• _CONSEGNA A_:
Indica se ognuna delle affermazioni seguenti concorda con la lettera sul Mezzogiorno, rispondendo sì o no e citando fra virgolette le parole della lettera che lo stabiliscono. (i) Negli ultimi quindici anni il Sud Italia è cresciuto più della Grecia. (ii) Il calo delle nascite figura tra i fattori di impoverimento della società meridionale. (iii) Chi scrive si rivolge al Presidente del Consiglio per la prima volta.
• _CONSEGNA B_:
Trascrivi per intero l'elenco che segue la lettera come lista JSON di stringhe, una per ogni riga, tralasciando le righe vuote. Escludi le immagini dal risultato.

--- TESTO DELLA PAGINA ---

Caro Presidente del Consiglio Matteo Renzi, torno a scriverLe dopo quasi due anni e lo faccio nella speranza di poter ottenere una risposta anche questa volta. La prima volta Le scrissi quando il Suo governo aveva appena iniziato la propria azione di “riforma radicale della società italiana”. Oggi non si può certo pretendere dal Suo esecutivo la soluzione di problemi endemici come la “questione meridionale”: ma non ci si può neppure esimere dal valutare le linee guida della sua azione.
Game Over. Questa è la scritta immaginaria che appare leggendo il rapporto Svimez sull’economia del Mezzogiorno. Game Over. Per giorni i media di tutto il mondo sono stati con il fiato sospeso in attesa di un accordo che scongiurasse l’uscita della Grecia dalla zona euro: oggi apprendiamo che il Sud Italia negli ultimi quindici anni ha avuto un tasso di crescita dimezzato rispetto a quello greco. La crisi è ben peggiore: ed è nel cuore dell’Italia. Il lavoro come nel 1977, nascite come nel 1860.
Tra i fattori di grave impoverimento della società meridionale ci sono il decremento del tasso di natalità e l’aumento esponenziale dell’emigrazione che coinvolge soprattutto i giovani più brillanti: quelli formati a caro prezzo, nelle tante Università meridionali, funzionali più agli interessi dei docenti che a quelli degli studenti.
Ci sono meno nascite perché un figlio è diventato un lusso e averne due, di figli, è ormai una follia. Chi nasce, poi, cresce con l’idea di scappare: via dall’umiliazione di non vedere riconosciute le proprie capacità. Questo è diventato il meridione d’Italia: spolpato dai tanti don Calogero Sedara che non si rassegnano ad abbandonare il banchetto dell’assistenzialismo.

--- MATERIALE FORNITO ---

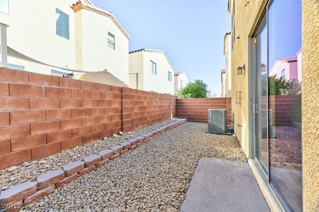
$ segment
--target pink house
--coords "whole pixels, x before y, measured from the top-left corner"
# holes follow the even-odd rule
[[[276,75],[278,78],[282,77],[290,81],[294,79],[301,81],[301,74],[298,73],[298,63],[297,56],[278,59],[269,72],[269,76]]]

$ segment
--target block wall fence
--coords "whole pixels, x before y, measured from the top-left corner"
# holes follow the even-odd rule
[[[0,68],[0,169],[170,119],[176,98]]]
[[[262,97],[262,108],[267,108],[267,97]],[[276,126],[289,126],[293,122],[301,123],[302,95],[271,96],[273,106],[273,124]]]
[[[277,123],[301,119],[294,109],[301,106],[300,96],[275,98],[285,107],[274,113]],[[207,123],[209,108],[226,108],[230,120],[231,102],[0,68],[0,169],[175,116]]]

---

• _RISULTATO FINALE A_:
(i) No: «il Sud Italia negli ultimi quindici anni ha avuto un tasso di crescita dimezzato rispetto a quello greco»
(ii) Sì: «Tra i fattori di grave impoverimento della società meridionale ci sono il decremento del tasso di natalità»
(iii) No: «torno a scriverLe dopo quasi due anni»

• _RISULTATO FINALE B_:
[
  "$ segment",
  "--target pink house",
  "--coords \"whole pixels, x before y, measured from the top-left corner\"",
  "# holes follow the even-odd rule",
  "[[[276,75],[278,78],[282,77],[290,81],[294,79],[301,81],[301,74],[298,73],[298,63],[297,56],[278,59],[269,72],[269,76]]]",
  "$ segment",
  "--target block wall fence",
  "--coords \"whole pixels, x before y, measured from the top-left corner\"",
  "# holes follow the even-odd rule",
  "[[[0,68],[0,169],[170,119],[176,98]]]",
  "[[[262,97],[262,108],[267,108],[267,97]],[[276,126],[289,126],[293,122],[301,123],[302,95],[271,96],[273,106],[273,124]]]",
  "[[[277,123],[301,119],[294,109],[301,106],[300,96],[275,98],[285,107],[274,113]],[[207,123],[209,108],[226,108],[230,120],[231,102],[0,68],[0,169],[175,116]]]"
]